- BRIEF
Can you copy, character for character and with nothing else, everything from the line containing "man's brown hair -> outline each instance" down to the line containing "85 65 L 103", including both of those lines?
● ● ●
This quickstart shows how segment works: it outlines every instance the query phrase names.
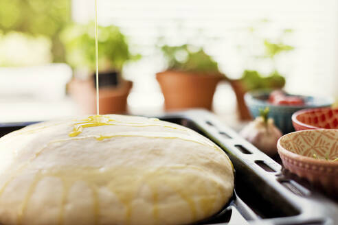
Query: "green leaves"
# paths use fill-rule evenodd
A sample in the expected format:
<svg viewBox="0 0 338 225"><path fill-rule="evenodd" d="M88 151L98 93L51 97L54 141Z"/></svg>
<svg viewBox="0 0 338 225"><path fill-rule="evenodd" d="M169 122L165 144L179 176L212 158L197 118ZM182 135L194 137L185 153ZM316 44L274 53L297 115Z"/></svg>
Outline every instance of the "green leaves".
<svg viewBox="0 0 338 225"><path fill-rule="evenodd" d="M263 77L256 71L245 70L241 78L248 91L264 88L281 88L285 85L285 78L277 71Z"/></svg>
<svg viewBox="0 0 338 225"><path fill-rule="evenodd" d="M164 45L161 49L168 61L169 70L218 73L217 62L201 47L185 44L180 46Z"/></svg>
<svg viewBox="0 0 338 225"><path fill-rule="evenodd" d="M264 40L264 46L265 47L265 54L267 54L267 56L271 58L273 58L275 56L282 51L288 51L294 49L294 47L291 45L284 45L282 43L273 43L269 41L267 39Z"/></svg>
<svg viewBox="0 0 338 225"><path fill-rule="evenodd" d="M127 60L139 58L139 56L130 53L126 37L117 27L99 26L98 29L100 70L120 71ZM61 40L65 45L66 60L69 64L73 67L95 70L94 23L69 25L63 31Z"/></svg>

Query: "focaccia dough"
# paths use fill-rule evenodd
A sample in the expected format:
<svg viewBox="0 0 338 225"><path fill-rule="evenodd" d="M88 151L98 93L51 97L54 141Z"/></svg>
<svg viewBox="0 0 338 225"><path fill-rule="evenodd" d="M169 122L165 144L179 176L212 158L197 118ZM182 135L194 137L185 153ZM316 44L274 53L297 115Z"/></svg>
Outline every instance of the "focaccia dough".
<svg viewBox="0 0 338 225"><path fill-rule="evenodd" d="M189 224L227 202L232 166L209 139L156 119L36 123L0 139L0 224Z"/></svg>

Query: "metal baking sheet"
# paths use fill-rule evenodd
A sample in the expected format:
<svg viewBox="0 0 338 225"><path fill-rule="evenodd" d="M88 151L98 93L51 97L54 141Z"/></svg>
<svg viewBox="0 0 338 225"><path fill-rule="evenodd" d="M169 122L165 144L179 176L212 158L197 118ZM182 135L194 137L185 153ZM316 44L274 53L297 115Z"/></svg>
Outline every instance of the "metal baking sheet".
<svg viewBox="0 0 338 225"><path fill-rule="evenodd" d="M218 213L197 224L338 224L337 196L326 195L289 173L278 157L273 160L267 156L212 113L194 110L157 117L188 127L209 138L234 164L235 191L230 202ZM0 137L33 123L1 123Z"/></svg>

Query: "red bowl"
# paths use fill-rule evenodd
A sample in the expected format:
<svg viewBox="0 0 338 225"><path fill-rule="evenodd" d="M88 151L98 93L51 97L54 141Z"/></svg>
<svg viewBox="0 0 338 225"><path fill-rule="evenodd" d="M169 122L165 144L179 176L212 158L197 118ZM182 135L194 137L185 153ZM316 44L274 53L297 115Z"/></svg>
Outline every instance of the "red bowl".
<svg viewBox="0 0 338 225"><path fill-rule="evenodd" d="M293 114L292 123L295 130L338 129L338 109L326 107L301 110Z"/></svg>

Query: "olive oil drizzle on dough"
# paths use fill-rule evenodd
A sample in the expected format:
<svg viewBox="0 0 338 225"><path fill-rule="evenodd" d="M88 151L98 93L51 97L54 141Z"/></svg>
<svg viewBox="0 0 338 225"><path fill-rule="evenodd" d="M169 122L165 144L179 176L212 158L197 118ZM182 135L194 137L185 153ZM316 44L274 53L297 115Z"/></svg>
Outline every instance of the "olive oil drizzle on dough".
<svg viewBox="0 0 338 225"><path fill-rule="evenodd" d="M135 133L134 134L136 134ZM116 135L115 135L116 136ZM129 134L128 137L133 136ZM164 135L165 136L165 135ZM93 138L93 137L91 137ZM97 138L98 137L96 137ZM146 137L151 137L150 136ZM162 137L163 138L166 138L165 137ZM160 137L160 138L162 138ZM79 138L71 138L65 140L58 140L58 141L53 141L51 143L56 143L59 141L72 141L75 140L79 140L82 139L89 138L89 137L79 137ZM111 137L109 137L111 138ZM172 138L172 137L171 137ZM103 139L102 139L103 140ZM190 141L185 140L184 141ZM194 140L192 141L195 142ZM197 143L199 143L199 141ZM32 158L32 160L38 157L41 155L42 151L46 149L46 147L49 145L48 144L45 145L44 147L41 149L41 151L38 151L34 156ZM209 146L210 147L210 146ZM28 165L28 163L27 164ZM207 191L210 191L210 188L207 187L207 186L199 185L199 188L195 191L198 191L199 193L199 196L201 196L200 200L198 202L195 202L194 199L191 198L189 196L189 193L187 192L188 190L185 190L185 188L179 187L177 186L178 180L176 180L177 178L176 171L179 171L179 169L183 168L188 168L191 169L197 169L199 170L199 174L201 173L207 173L207 171L203 170L200 167L194 167L192 165L168 165L165 167L159 167L154 171L154 169L151 168L144 168L139 169L137 168L137 170L144 170L145 174L144 179L137 180L135 179L135 168L106 168L104 170L102 170L100 168L95 168L95 167L84 167L84 168L67 168L67 167L56 167L51 168L49 169L47 169L41 172L39 171L34 181L30 184L30 186L28 187L27 192L26 196L24 198L24 200L22 203L21 209L19 211L18 213L18 224L21 225L21 222L23 221L23 217L25 215L25 212L28 206L30 200L35 191L35 189L38 185L40 180L43 179L45 177L57 177L62 180L63 183L63 193L62 197L62 201L60 206L60 214L59 214L59 222L58 224L62 225L64 224L64 215L65 215L65 204L67 202L67 198L69 195L69 191L70 187L72 187L74 183L76 180L84 180L87 183L89 188L92 190L93 195L93 215L94 220L94 224L100 224L100 204L99 199L98 196L98 191L99 187L101 186L100 183L102 183L102 180L108 180L108 183L105 185L105 186L113 193L117 198L120 199L120 201L125 207L125 222L126 224L130 224L132 215L132 205L131 202L135 194L137 193L137 190L139 189L140 185L146 183L148 185L152 190L153 193L153 215L155 220L158 220L159 214L159 197L157 195L157 190L159 187L165 184L167 187L169 187L170 189L172 190L174 193L176 193L177 195L180 196L180 198L187 203L188 206L190 209L192 215L191 217L193 220L198 219L196 218L196 206L199 206L202 211L204 213L205 215L210 215L212 209L214 206L214 203L216 201L216 198L215 196L205 196L205 193ZM22 169L22 167L21 168ZM129 169L129 170L128 170ZM179 170L177 170L179 169ZM22 172L23 169L20 169ZM121 180L117 176L119 173L126 171L126 173L124 177L131 177L131 180L125 180L124 178ZM19 173L18 173L19 174ZM148 174L148 175L146 175ZM174 176L172 176L174 174ZM16 174L16 176L19 174ZM148 177L148 178L147 178ZM161 178L159 180L151 178L151 177L156 178ZM117 189L117 184L121 182L126 182L126 181L129 183L131 182L131 186L129 189L124 190L122 189ZM222 191L224 191L224 187L220 188L221 185L217 182L217 181L214 180L214 182L216 184L215 186L214 195L219 195L222 193ZM3 188L3 189L5 187Z"/></svg>
<svg viewBox="0 0 338 225"><path fill-rule="evenodd" d="M71 131L69 136L74 137L81 134L83 129L85 128L95 127L100 126L132 126L132 127L148 127L148 126L161 126L170 129L179 130L182 131L188 132L189 130L180 128L179 126L173 126L169 125L164 125L162 123L157 123L158 120L155 119L149 119L153 123L135 123L135 122L122 122L117 120L111 119L109 116L104 115L93 115L89 116L87 119L82 120L81 122L76 123L74 124L73 131Z"/></svg>
<svg viewBox="0 0 338 225"><path fill-rule="evenodd" d="M96 63L96 115L100 115L98 83L98 0L95 0L95 58Z"/></svg>

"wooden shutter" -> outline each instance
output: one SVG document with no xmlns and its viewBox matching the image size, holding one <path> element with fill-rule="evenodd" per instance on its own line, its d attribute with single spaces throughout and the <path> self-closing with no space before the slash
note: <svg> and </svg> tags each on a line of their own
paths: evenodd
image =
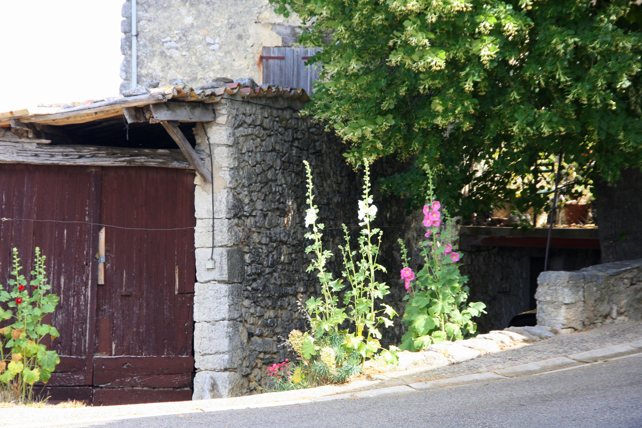
<svg viewBox="0 0 642 428">
<path fill-rule="evenodd" d="M 263 84 L 303 88 L 311 92 L 312 83 L 318 79 L 321 69 L 306 66 L 305 63 L 320 50 L 320 47 L 263 47 Z"/>
</svg>

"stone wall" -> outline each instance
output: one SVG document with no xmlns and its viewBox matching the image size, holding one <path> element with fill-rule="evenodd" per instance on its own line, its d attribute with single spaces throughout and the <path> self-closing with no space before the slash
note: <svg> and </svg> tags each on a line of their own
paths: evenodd
<svg viewBox="0 0 642 428">
<path fill-rule="evenodd" d="M 182 80 L 193 87 L 220 76 L 248 76 L 260 83 L 263 47 L 291 44 L 299 24 L 295 17 L 275 14 L 268 0 L 137 0 L 136 5 L 139 85 Z M 132 85 L 130 1 L 122 15 L 121 92 Z"/>
<path fill-rule="evenodd" d="M 642 320 L 642 259 L 537 278 L 537 323 L 562 332 Z"/>
<path fill-rule="evenodd" d="M 196 179 L 195 399 L 269 388 L 266 368 L 292 357 L 279 346 L 283 338 L 306 328 L 297 301 L 319 286 L 305 271 L 304 159 L 314 171 L 327 248 L 336 252 L 342 223 L 358 222 L 358 176 L 342 143 L 299 116 L 302 102 L 230 98 L 213 105 L 216 121 L 205 126 L 214 158 L 214 269 L 206 267 L 213 186 Z M 209 165 L 203 128 L 195 130 Z"/>
</svg>

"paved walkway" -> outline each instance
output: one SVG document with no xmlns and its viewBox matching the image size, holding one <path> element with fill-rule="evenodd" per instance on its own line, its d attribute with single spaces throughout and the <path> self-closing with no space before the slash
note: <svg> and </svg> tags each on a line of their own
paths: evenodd
<svg viewBox="0 0 642 428">
<path fill-rule="evenodd" d="M 302 402 L 340 394 L 351 397 L 357 394 L 360 396 L 367 395 L 370 393 L 359 391 L 368 391 L 388 387 L 397 387 L 403 389 L 410 388 L 407 386 L 409 384 L 429 382 L 462 375 L 478 376 L 479 373 L 493 371 L 501 373 L 501 370 L 509 367 L 541 360 L 559 358 L 569 354 L 641 339 L 642 339 L 642 323 L 629 323 L 602 327 L 573 334 L 557 336 L 521 348 L 490 354 L 473 360 L 428 371 L 415 369 L 406 372 L 392 372 L 386 375 L 379 376 L 378 379 L 360 380 L 343 385 L 322 386 L 309 389 L 270 393 L 242 397 L 173 403 L 71 409 L 2 408 L 0 409 L 0 415 L 2 415 L 0 418 L 0 427 L 19 426 L 21 428 L 28 428 L 36 426 L 53 426 L 55 424 L 74 421 L 98 422 L 172 412 L 176 414 L 185 413 L 189 415 L 191 412 L 220 411 L 230 407 L 281 406 L 288 404 L 284 402 Z M 277 404 L 277 402 L 279 404 Z M 130 420 L 130 422 L 133 424 L 134 420 Z"/>
<path fill-rule="evenodd" d="M 516 379 L 263 409 L 56 428 L 639 428 L 642 354 Z"/>
</svg>

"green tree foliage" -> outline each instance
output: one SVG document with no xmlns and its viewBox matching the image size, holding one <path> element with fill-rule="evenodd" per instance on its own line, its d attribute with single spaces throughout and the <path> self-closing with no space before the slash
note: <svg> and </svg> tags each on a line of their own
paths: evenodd
<svg viewBox="0 0 642 428">
<path fill-rule="evenodd" d="M 311 111 L 349 143 L 353 163 L 412 158 L 384 187 L 415 206 L 428 194 L 424 164 L 437 196 L 460 212 L 543 206 L 534 181 L 510 184 L 560 151 L 585 181 L 641 164 L 635 2 L 275 3 L 309 26 L 301 43 L 324 47 L 309 60 L 324 65 Z"/>
</svg>

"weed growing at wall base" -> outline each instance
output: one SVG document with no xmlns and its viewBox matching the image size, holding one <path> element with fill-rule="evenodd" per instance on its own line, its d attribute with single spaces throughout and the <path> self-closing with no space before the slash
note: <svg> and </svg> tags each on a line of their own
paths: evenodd
<svg viewBox="0 0 642 428">
<path fill-rule="evenodd" d="M 18 258 L 18 250 L 13 250 L 13 259 L 9 285 L 6 291 L 0 286 L 0 302 L 8 309 L 0 308 L 0 320 L 13 323 L 0 329 L 0 388 L 3 395 L 20 403 L 33 400 L 33 384 L 47 383 L 56 364 L 60 362 L 55 351 L 47 350 L 41 343 L 46 335 L 57 338 L 55 328 L 42 323 L 42 319 L 53 312 L 58 297 L 49 293 L 51 286 L 47 284 L 45 256 L 36 247 L 33 279 L 27 283 Z M 10 352 L 5 354 L 5 348 Z"/>
<path fill-rule="evenodd" d="M 317 222 L 318 209 L 314 205 L 312 171 L 309 164 L 304 163 L 309 205 L 306 210 L 306 227 L 312 228 L 306 237 L 313 241 L 306 253 L 313 256 L 308 271 L 317 272 L 321 295 L 311 297 L 302 308 L 310 331 L 294 330 L 290 334 L 288 343 L 299 355 L 299 361 L 275 364 L 269 370 L 277 389 L 345 382 L 361 372 L 368 358 L 383 358 L 391 364 L 398 361 L 398 348 L 384 349 L 379 342 L 380 329 L 392 325 L 390 318 L 396 312 L 381 302 L 390 293 L 389 287 L 376 279 L 377 273 L 386 270 L 377 262 L 382 232 L 371 227 L 377 207 L 372 205 L 370 194 L 369 164 L 364 162 L 363 199 L 358 201 L 360 226 L 362 227 L 356 250 L 351 247 L 347 228 L 343 225 L 345 244 L 341 247 L 343 270 L 343 278 L 340 280 L 333 277 L 326 266 L 333 254 L 323 248 L 321 238 L 325 225 Z M 340 302 L 341 291 L 344 293 Z M 346 322 L 347 329 L 345 328 Z"/>
</svg>

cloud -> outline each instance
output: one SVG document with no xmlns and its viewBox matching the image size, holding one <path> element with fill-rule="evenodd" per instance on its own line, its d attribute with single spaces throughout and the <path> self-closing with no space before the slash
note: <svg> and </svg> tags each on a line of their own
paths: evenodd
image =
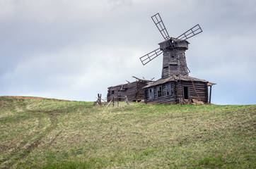
<svg viewBox="0 0 256 169">
<path fill-rule="evenodd" d="M 93 101 L 133 75 L 160 78 L 161 56 L 139 59 L 163 40 L 151 18 L 159 12 L 172 37 L 202 27 L 186 57 L 190 75 L 218 84 L 213 103 L 255 104 L 255 3 L 1 1 L 0 95 Z"/>
</svg>

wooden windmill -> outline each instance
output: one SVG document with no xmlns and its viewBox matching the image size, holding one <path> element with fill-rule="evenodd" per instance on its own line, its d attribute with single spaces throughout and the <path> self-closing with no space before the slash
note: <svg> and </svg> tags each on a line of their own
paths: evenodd
<svg viewBox="0 0 256 169">
<path fill-rule="evenodd" d="M 173 75 L 188 75 L 190 72 L 187 66 L 185 52 L 188 49 L 187 39 L 202 32 L 199 25 L 196 25 L 177 38 L 170 37 L 159 13 L 151 17 L 165 41 L 159 43 L 160 47 L 140 58 L 146 65 L 158 56 L 163 54 L 162 78 Z"/>
</svg>

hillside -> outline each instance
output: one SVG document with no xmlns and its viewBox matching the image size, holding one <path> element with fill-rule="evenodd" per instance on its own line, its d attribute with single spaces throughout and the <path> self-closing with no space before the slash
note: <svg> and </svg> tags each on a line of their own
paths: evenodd
<svg viewBox="0 0 256 169">
<path fill-rule="evenodd" d="M 256 105 L 0 96 L 0 168 L 253 168 Z"/>
</svg>

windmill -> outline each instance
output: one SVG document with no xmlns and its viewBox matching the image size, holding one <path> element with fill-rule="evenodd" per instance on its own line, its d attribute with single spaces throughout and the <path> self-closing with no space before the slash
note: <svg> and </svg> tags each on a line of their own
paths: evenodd
<svg viewBox="0 0 256 169">
<path fill-rule="evenodd" d="M 158 56 L 163 54 L 162 78 L 172 75 L 188 75 L 190 70 L 187 66 L 185 52 L 188 49 L 187 39 L 202 32 L 199 25 L 196 25 L 177 38 L 170 37 L 159 15 L 151 17 L 165 41 L 159 43 L 160 47 L 140 58 L 144 65 Z"/>
</svg>

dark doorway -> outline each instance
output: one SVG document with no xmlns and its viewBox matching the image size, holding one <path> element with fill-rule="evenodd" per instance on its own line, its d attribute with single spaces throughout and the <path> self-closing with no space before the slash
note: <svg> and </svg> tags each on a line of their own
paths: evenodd
<svg viewBox="0 0 256 169">
<path fill-rule="evenodd" d="M 184 97 L 184 99 L 188 99 L 188 98 L 189 98 L 188 87 L 183 87 L 183 97 Z"/>
</svg>

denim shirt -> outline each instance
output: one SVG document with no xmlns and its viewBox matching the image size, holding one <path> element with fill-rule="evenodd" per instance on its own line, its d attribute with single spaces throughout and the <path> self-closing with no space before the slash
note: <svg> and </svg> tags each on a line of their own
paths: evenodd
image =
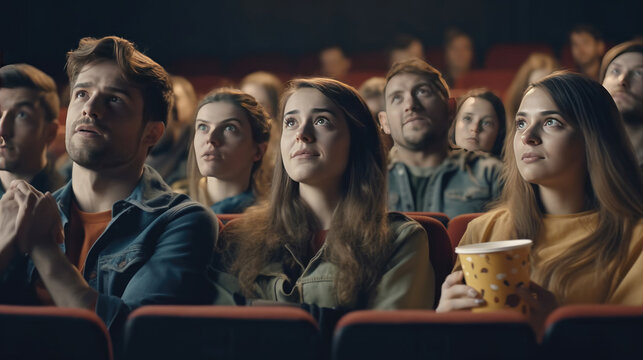
<svg viewBox="0 0 643 360">
<path fill-rule="evenodd" d="M 501 192 L 502 162 L 478 152 L 454 150 L 432 172 L 424 193 L 415 196 L 410 169 L 393 161 L 388 172 L 390 211 L 443 212 L 450 218 L 485 211 Z M 420 198 L 416 204 L 415 199 Z"/>
<path fill-rule="evenodd" d="M 74 196 L 71 182 L 53 196 L 67 237 Z M 207 266 L 217 235 L 218 223 L 209 209 L 173 193 L 155 170 L 145 166 L 130 196 L 112 206 L 112 220 L 89 250 L 82 273 L 99 294 L 95 311 L 115 347 L 122 341 L 128 314 L 137 307 L 212 302 Z M 64 244 L 61 249 L 65 252 Z M 25 277 L 29 285 L 24 288 L 33 288 L 34 273 L 29 260 Z"/>
</svg>

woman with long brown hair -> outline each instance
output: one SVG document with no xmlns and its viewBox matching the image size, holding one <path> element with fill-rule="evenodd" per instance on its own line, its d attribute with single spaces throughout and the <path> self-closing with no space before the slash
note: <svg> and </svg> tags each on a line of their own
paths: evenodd
<svg viewBox="0 0 643 360">
<path fill-rule="evenodd" d="M 461 244 L 532 239 L 539 301 L 523 295 L 541 319 L 557 304 L 643 305 L 643 176 L 610 94 L 572 73 L 533 83 L 506 145 L 501 201 Z M 456 271 L 438 310 L 483 303 Z"/>
<path fill-rule="evenodd" d="M 262 195 L 255 181 L 270 117 L 250 95 L 221 88 L 199 102 L 188 155 L 188 193 L 217 214 L 241 213 Z"/>
<path fill-rule="evenodd" d="M 385 154 L 357 91 L 294 80 L 281 115 L 269 201 L 230 223 L 219 244 L 214 267 L 238 279 L 227 290 L 323 308 L 430 308 L 427 235 L 386 213 Z"/>
<path fill-rule="evenodd" d="M 502 100 L 485 88 L 467 91 L 458 99 L 455 119 L 449 128 L 453 146 L 484 151 L 500 158 L 507 132 Z"/>
</svg>

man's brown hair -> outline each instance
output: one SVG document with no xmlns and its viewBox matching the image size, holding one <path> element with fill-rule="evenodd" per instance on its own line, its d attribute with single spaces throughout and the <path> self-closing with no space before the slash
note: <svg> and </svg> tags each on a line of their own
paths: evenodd
<svg viewBox="0 0 643 360">
<path fill-rule="evenodd" d="M 70 87 L 73 89 L 73 84 L 85 65 L 103 59 L 114 61 L 125 78 L 141 90 L 144 121 L 163 121 L 167 124 L 173 101 L 168 73 L 123 38 L 106 36 L 101 39 L 81 39 L 78 49 L 67 53 L 66 67 Z"/>
<path fill-rule="evenodd" d="M 447 85 L 442 74 L 426 61 L 415 58 L 393 64 L 391 70 L 386 74 L 386 85 L 388 86 L 389 81 L 398 74 L 418 74 L 426 76 L 433 90 L 442 95 L 444 101 L 448 101 L 449 85 Z M 384 88 L 384 92 L 386 93 L 386 87 Z"/>
</svg>

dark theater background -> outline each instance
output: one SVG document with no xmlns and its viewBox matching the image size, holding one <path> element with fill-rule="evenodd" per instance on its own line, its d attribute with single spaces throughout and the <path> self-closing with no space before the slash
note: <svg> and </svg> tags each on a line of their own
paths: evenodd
● ● ●
- CORRECT RESULT
man's brown hair -> outline each instance
output: one SVG document with no xmlns and its viewBox matching the image size, holding one <path> element with fill-rule="evenodd" per instance on its own line, its d attribute with single spaces throughout and the <path> self-closing with no space before the slash
note: <svg> and </svg> tags each on a line of their own
paths: evenodd
<svg viewBox="0 0 643 360">
<path fill-rule="evenodd" d="M 70 87 L 73 89 L 73 84 L 85 65 L 103 59 L 114 61 L 125 78 L 141 90 L 144 121 L 163 121 L 167 124 L 173 101 L 168 73 L 123 38 L 106 36 L 101 39 L 81 39 L 78 49 L 67 53 L 66 67 Z"/>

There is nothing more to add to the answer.